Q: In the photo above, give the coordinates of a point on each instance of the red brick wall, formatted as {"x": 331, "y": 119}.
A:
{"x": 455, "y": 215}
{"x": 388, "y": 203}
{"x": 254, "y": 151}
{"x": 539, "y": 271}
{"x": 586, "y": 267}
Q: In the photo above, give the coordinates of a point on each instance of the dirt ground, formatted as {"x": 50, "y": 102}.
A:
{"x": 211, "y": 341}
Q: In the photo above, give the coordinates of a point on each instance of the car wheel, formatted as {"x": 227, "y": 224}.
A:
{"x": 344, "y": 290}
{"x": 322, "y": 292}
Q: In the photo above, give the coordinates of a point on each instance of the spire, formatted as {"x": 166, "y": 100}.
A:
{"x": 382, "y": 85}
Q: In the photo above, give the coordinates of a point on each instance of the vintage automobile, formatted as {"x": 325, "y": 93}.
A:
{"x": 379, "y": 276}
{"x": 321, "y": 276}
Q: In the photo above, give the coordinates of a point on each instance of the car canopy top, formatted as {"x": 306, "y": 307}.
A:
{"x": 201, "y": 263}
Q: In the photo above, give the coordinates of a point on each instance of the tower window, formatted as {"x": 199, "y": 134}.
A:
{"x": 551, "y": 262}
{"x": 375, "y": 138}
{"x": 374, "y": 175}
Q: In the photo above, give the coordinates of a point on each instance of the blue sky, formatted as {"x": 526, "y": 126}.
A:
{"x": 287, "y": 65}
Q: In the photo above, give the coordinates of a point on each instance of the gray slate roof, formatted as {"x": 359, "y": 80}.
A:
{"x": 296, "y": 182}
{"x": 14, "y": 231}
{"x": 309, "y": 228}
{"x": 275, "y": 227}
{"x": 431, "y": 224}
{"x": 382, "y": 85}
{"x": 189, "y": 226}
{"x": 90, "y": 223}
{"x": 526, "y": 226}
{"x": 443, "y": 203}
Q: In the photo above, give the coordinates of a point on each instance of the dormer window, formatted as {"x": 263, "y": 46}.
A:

◇ ◇ ◇ ◇

Render every line of the records above as a numbered list, skipping any blank lines.

__RESULT OF THIS TASK__.
1. Q: In the photo above, give the coordinates of a point on each instance of the red brick wall, formatted as {"x": 331, "y": 119}.
2. A:
3. {"x": 455, "y": 215}
4. {"x": 388, "y": 203}
5. {"x": 254, "y": 151}
6. {"x": 539, "y": 271}
7. {"x": 586, "y": 267}
8. Q: In the photo above, give the coordinates of a point on each instance of the dirt ground, formatted as {"x": 50, "y": 102}.
9. A:
10. {"x": 211, "y": 341}
11. Q: In the photo above, give the coordinates of a point on each instance of the car wheel, formatted as {"x": 227, "y": 224}.
12. A:
13. {"x": 344, "y": 290}
14. {"x": 322, "y": 292}
15. Q: In the photo above, give the coordinates of a point on each instance of the spire, formatted as {"x": 166, "y": 100}.
16. A:
17. {"x": 382, "y": 85}
18. Q: In the photo above, give the coordinates of a point on each instance of the vintage automobile, formatted as {"x": 325, "y": 93}.
19. A:
20. {"x": 379, "y": 276}
21. {"x": 321, "y": 276}
22. Q: In the photo above, give the coordinates of a point on each instance of the car canopy top, formatted as {"x": 306, "y": 307}.
23. A:
24. {"x": 201, "y": 263}
25. Q: In the photo above, give the coordinates of a point on each instance of the tower window, formatted as {"x": 199, "y": 134}.
26. A:
27. {"x": 551, "y": 262}
28. {"x": 375, "y": 138}
29. {"x": 374, "y": 175}
30. Q: In the photo above, give the coordinates of a point on each instance of the blue sky, formatted as {"x": 526, "y": 126}.
31. A:
32. {"x": 287, "y": 65}
33. Q: In the photo above, give the coordinates of a point on each instance of the gray slate roof, formatted as {"x": 359, "y": 80}.
34. A:
35. {"x": 296, "y": 182}
36. {"x": 14, "y": 231}
37. {"x": 309, "y": 228}
38. {"x": 275, "y": 227}
39. {"x": 431, "y": 224}
40. {"x": 382, "y": 85}
41. {"x": 189, "y": 226}
42. {"x": 90, "y": 223}
43. {"x": 526, "y": 226}
44. {"x": 443, "y": 203}
45. Q: In the photo above, give the coordinates of a point on each instance of the dormer window, formatted as {"x": 263, "y": 46}.
46. A:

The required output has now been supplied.